* _Selection_:
┄┄┄┄┄┄┄┄┄┄

Planet Pit is the sixth studio album by American rapper Pitbull. It was released on June 17, 2011, through Polo Grounds Music, Mr. 305 Entertainment, Sony Music, and J Records. The production on the album was handled by a variety of pop and hip hop producers including David Guetta, RedOne, Dr. Luke, Jim Jonsin, Benny Blanco, Soulshock, Afrojack, DJ Snake and Polow da Don. The album also features guest appearances by Vein, Ne-Yo, Afrojack, Nayer, Marc Anthony, T-Pain, Enrique Iglesias, Sean Paul, Chris Brown, Kelly Rowland, Jamie Drastik, DJ Frank E, Redfoo, David Rush, Jamie Foxx, David Guetta, Akon, Ludacris, Nicola Fasano, Nelly and Machel Montano. Musically, the album was created with the goal that every song on the album could serve as one single. The album is influenced by Pitbull's childhood years listening to merengue, freestyle, cha-cha-cha, Miami bass, hip hop and dancehall.

┄┄┄┄┄┄┄┄┄┄

* _Work to complete_: Translate this sentence from the Planet Pit description into Spanish: "Planet Pit is the sixth studio album by American rapper Pitbull."

Region annotation rows
┄┄┄┄┄┄┄┄┄┄

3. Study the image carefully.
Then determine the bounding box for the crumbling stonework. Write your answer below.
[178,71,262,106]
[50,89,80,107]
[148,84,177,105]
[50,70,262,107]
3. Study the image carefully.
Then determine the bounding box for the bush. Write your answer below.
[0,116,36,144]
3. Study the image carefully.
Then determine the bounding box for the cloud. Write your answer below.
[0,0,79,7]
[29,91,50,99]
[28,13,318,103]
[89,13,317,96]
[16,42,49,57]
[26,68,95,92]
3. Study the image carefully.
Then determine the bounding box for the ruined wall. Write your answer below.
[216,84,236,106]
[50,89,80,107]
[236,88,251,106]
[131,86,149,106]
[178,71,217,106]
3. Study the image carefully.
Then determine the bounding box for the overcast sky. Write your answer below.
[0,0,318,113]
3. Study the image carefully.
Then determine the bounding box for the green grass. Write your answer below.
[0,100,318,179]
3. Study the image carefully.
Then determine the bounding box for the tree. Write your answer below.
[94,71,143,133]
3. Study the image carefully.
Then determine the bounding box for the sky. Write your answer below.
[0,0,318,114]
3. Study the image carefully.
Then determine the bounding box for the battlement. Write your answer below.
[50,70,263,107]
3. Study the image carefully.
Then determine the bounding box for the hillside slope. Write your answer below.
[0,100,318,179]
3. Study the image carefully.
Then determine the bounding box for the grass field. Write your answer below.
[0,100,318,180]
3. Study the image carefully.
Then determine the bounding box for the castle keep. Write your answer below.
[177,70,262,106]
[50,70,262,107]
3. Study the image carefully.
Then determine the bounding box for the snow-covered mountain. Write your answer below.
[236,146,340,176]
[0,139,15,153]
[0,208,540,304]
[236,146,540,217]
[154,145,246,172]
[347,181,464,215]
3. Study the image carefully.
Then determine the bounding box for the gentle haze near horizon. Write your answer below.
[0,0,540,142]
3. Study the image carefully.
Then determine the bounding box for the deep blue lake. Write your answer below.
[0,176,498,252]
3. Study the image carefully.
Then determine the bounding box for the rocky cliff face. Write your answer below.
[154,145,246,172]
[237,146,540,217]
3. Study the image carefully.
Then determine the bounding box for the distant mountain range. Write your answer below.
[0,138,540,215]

┄┄┄┄┄┄┄┄┄┄

* _The solution_: Planet Pit es el sexto álbum de estudio del rapero estadounidense Pitbull.